[Exercise inputs]
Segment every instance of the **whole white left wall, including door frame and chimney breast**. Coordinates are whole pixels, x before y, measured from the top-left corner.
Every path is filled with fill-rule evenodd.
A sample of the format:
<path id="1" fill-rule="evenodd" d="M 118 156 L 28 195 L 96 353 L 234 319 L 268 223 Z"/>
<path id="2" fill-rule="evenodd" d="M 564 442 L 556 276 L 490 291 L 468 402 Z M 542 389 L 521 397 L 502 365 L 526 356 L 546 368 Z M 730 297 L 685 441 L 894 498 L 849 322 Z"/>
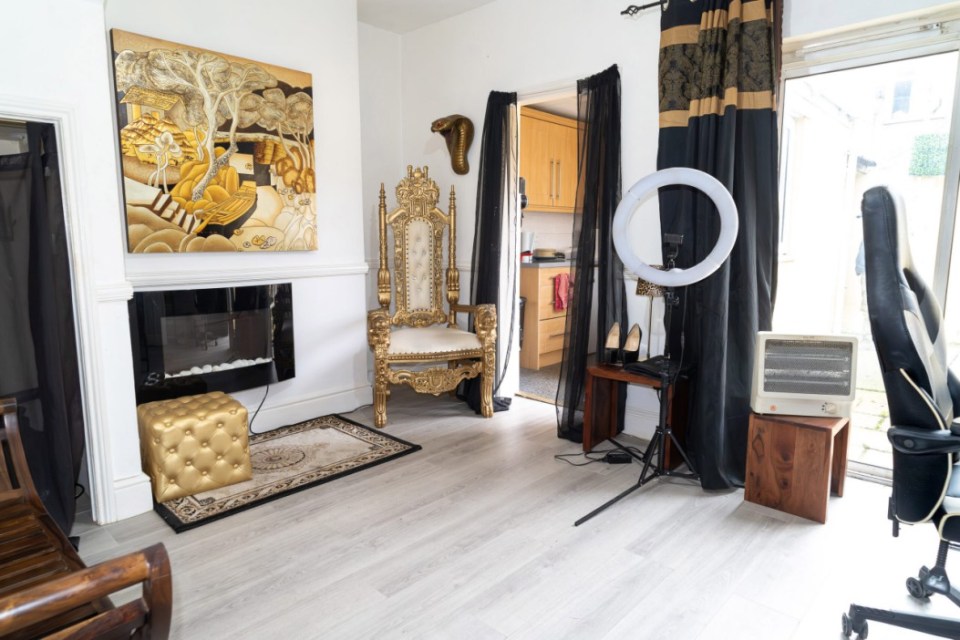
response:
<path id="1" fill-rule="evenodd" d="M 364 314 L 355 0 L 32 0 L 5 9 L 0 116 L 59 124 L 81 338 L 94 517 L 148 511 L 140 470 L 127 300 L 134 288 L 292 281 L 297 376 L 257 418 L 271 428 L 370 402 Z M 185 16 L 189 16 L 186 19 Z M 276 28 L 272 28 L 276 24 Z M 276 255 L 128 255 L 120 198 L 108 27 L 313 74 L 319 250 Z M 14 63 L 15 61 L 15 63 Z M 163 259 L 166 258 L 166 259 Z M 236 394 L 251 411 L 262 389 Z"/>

[Exercise aim] Set the lines down exactly, from the first line of the records to the line where "564 442 L 556" appears, with both ends kept.

[Response to this exercise]
Segment every instance of the **whole white left wall, including door frame and chimney breast**. Coordinates are whole pixels, x before y, measured from the top-left corner.
Every path is filled with fill-rule evenodd.
A sample of the format:
<path id="1" fill-rule="evenodd" d="M 118 156 L 28 195 L 96 353 L 234 319 L 268 223 Z"/>
<path id="2" fill-rule="evenodd" d="M 564 442 L 556 276 L 490 291 L 468 402 Z M 542 389 L 521 397 L 502 365 L 526 356 L 546 368 Z M 730 297 L 685 441 L 894 498 L 849 322 Z"/>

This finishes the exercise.